## Exercise brief
Return each line from the items below that contains the string "rough".

Exercise data: Begin

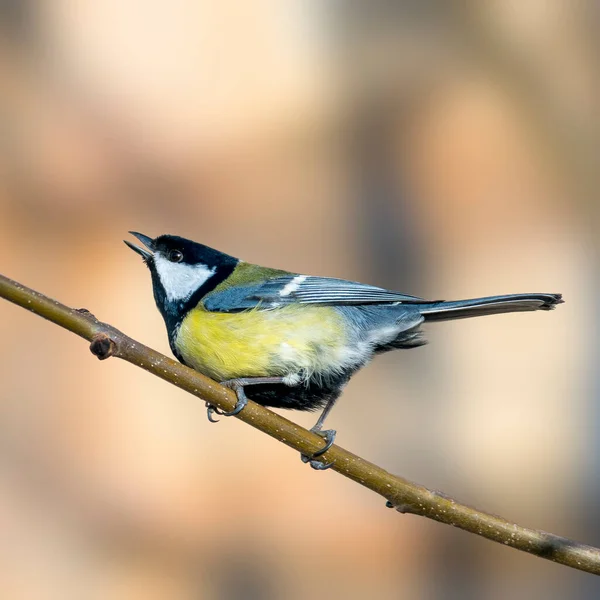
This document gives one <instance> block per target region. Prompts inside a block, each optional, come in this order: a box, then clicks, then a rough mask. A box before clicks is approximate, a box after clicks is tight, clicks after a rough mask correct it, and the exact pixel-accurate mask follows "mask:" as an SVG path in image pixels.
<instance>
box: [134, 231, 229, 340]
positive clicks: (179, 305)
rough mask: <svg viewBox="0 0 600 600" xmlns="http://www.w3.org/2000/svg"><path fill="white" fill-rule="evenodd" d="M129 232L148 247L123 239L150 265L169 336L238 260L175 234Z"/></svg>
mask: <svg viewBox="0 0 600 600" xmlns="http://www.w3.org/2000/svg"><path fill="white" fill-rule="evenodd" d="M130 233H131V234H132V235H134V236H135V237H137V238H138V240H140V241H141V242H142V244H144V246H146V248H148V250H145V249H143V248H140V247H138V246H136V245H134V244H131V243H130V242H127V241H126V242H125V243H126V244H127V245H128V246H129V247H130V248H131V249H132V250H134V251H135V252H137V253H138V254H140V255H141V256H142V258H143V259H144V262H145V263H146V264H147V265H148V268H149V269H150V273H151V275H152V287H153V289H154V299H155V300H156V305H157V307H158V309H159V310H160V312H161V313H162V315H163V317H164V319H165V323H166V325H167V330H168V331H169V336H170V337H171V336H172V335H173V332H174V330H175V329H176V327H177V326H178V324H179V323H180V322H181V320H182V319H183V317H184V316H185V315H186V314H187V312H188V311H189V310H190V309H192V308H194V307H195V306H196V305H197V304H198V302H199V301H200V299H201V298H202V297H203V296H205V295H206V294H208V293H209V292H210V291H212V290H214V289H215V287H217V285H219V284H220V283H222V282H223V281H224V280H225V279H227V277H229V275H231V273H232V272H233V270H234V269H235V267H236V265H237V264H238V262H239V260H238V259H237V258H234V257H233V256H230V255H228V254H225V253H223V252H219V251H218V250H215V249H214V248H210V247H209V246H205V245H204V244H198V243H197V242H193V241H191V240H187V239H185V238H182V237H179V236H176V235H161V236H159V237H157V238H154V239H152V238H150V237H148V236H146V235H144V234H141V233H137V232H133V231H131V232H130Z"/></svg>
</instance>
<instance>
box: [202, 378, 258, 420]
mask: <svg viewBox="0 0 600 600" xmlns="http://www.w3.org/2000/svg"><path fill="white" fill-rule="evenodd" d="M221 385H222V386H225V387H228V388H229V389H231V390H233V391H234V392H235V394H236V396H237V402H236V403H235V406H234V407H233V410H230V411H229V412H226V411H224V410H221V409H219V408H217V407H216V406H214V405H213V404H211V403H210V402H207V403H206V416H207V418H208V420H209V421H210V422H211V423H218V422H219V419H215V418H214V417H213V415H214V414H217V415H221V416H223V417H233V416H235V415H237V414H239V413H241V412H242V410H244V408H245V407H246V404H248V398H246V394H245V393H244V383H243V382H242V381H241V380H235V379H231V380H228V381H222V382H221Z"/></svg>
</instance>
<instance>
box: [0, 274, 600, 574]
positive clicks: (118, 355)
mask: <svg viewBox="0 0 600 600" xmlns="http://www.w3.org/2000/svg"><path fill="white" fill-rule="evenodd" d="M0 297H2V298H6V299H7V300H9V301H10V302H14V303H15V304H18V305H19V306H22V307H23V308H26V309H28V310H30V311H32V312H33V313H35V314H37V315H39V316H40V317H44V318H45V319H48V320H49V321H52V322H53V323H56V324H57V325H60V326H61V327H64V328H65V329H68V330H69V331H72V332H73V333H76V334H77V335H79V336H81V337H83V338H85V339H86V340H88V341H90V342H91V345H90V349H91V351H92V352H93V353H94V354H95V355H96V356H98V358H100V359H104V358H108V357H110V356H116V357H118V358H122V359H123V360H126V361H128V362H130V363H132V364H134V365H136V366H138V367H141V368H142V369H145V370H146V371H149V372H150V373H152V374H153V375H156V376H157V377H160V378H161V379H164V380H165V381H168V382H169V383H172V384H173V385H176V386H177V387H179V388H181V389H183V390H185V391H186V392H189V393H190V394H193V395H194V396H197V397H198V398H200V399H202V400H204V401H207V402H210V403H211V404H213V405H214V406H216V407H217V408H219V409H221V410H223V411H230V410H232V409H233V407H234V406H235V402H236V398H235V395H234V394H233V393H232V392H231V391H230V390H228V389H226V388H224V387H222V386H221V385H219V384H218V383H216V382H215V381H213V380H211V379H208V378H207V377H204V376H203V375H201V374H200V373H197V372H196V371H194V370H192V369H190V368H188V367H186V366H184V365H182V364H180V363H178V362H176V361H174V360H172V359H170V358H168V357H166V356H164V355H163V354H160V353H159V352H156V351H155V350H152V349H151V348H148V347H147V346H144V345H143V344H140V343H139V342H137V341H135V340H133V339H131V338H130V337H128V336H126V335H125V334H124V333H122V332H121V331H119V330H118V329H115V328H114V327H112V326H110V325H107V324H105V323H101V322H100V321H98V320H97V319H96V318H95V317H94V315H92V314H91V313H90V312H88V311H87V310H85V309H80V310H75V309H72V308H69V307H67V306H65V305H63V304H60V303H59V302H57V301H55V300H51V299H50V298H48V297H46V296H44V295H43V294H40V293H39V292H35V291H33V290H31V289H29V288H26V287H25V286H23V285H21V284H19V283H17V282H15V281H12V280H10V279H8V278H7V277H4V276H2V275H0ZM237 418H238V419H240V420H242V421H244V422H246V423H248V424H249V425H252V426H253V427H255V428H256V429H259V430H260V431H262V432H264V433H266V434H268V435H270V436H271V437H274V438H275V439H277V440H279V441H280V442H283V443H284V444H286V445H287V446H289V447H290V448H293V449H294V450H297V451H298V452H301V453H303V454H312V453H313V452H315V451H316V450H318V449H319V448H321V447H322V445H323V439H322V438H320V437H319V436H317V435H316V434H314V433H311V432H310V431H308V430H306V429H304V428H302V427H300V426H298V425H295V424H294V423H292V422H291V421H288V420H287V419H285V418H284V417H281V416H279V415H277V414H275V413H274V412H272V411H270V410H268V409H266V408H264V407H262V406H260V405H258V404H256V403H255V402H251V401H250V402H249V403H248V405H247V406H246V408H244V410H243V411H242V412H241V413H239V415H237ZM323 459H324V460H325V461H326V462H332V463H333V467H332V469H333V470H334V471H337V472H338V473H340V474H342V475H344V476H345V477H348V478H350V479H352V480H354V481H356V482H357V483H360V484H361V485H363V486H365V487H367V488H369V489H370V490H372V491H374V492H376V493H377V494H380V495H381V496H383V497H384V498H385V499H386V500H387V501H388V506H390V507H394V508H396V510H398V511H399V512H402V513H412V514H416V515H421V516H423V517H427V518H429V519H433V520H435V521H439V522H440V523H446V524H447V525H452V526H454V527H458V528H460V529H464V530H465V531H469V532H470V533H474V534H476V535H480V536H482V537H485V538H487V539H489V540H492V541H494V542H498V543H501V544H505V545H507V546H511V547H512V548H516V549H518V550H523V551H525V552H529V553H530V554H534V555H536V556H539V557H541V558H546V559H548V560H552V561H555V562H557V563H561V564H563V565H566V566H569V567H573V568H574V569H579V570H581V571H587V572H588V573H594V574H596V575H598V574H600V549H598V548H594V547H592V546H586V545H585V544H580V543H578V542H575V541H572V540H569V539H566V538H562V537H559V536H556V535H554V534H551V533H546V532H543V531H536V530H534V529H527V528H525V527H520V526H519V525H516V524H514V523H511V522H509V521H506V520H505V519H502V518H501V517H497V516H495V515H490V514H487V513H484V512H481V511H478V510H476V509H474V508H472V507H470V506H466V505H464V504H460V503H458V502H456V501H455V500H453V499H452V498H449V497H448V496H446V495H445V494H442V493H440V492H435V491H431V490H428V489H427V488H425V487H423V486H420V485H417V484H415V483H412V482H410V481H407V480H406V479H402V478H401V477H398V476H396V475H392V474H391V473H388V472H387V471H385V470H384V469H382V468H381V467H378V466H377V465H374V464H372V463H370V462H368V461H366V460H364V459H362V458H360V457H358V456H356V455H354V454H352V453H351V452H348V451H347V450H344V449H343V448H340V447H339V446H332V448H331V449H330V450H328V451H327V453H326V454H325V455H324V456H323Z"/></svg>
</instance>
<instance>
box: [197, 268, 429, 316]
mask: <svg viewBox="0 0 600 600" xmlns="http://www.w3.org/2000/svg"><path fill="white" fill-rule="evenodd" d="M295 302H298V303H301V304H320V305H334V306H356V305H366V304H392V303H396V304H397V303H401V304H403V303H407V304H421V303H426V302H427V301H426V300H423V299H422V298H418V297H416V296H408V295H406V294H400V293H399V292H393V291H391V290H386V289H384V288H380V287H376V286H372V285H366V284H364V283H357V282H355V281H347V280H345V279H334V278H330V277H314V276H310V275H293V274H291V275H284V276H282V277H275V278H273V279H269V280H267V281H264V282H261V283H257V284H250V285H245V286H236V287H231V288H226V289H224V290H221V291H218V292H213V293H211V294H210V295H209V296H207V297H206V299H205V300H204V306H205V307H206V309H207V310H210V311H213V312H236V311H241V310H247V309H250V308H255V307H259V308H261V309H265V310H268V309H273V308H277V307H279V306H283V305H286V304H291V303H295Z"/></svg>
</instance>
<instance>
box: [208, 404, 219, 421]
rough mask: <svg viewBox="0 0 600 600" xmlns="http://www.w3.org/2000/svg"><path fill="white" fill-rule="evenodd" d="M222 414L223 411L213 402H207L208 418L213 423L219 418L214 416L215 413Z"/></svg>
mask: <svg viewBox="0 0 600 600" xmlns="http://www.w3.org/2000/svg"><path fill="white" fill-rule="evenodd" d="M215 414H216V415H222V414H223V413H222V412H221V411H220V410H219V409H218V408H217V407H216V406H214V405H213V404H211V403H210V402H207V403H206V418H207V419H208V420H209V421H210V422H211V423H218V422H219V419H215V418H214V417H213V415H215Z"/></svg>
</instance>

Exercise data: End

## Task output
This document gives one <instance> block per target region. Prompts inside a block, each optional, come in this order: a box, then clicks, then a rough mask. A box before clicks is approximate, a box after clicks is tight, clicks after a rough mask correct it, and the exact pixel-accurate mask follows "mask:" as an SVG path in image pixels.
rough mask: <svg viewBox="0 0 600 600" xmlns="http://www.w3.org/2000/svg"><path fill="white" fill-rule="evenodd" d="M129 232L148 247L123 239L150 265L169 336L238 260L175 234Z"/></svg>
rough mask: <svg viewBox="0 0 600 600" xmlns="http://www.w3.org/2000/svg"><path fill="white" fill-rule="evenodd" d="M222 414L223 411L213 402H207L208 418L213 423L219 418L214 416L215 413Z"/></svg>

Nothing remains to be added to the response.